# Adding coconut flakes to soap



## BasicLiving

Can I add coconut flakes to my soap? If so, does it matter whether they are sweetened or not?

Thanks,
Penny


----------



## MullersLaneFarm

I've not done it, but I've seen soap that has them in. It should not matter if they are sweetened or not


----------



## BasicLiving

Thanks, Cyndi. Beaglady suggested I grind them up a bit, and that's probably a good idea. I made a batch of chocolate/coconut soap tonight using coconut milk. I decided not to add the coconut flakes to this batch since it was my first time using a liquid other than water and I did not want to tempt fate! I also tried to swirl again *sigh* I hope it turned out.

» **Provided material**
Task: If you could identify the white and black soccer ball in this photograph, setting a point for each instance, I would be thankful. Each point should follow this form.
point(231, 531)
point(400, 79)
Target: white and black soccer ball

» **What you should do**
Resume the forum thread on adding coconut flakes to soap, picking up after its last post. The listing above has no part in this.

» **Exercise response**
I have another question - I used cocoa to color it, but misread your webpage and used 2 tablespoons rather than 2 teaspoons. To make matters worse, it's the SECOND time I've done this. The last chocolate batch I made and used the cocoa swirl is still curing, but I had a very small slice that I went ahead and tried out on my hands. It produces a brown lather, but still rinses well. Will using too much cocoa in a soap end up staining a washcloth? I really wanted to try and sell the chocolate soap, but now I'm worried. What do you think?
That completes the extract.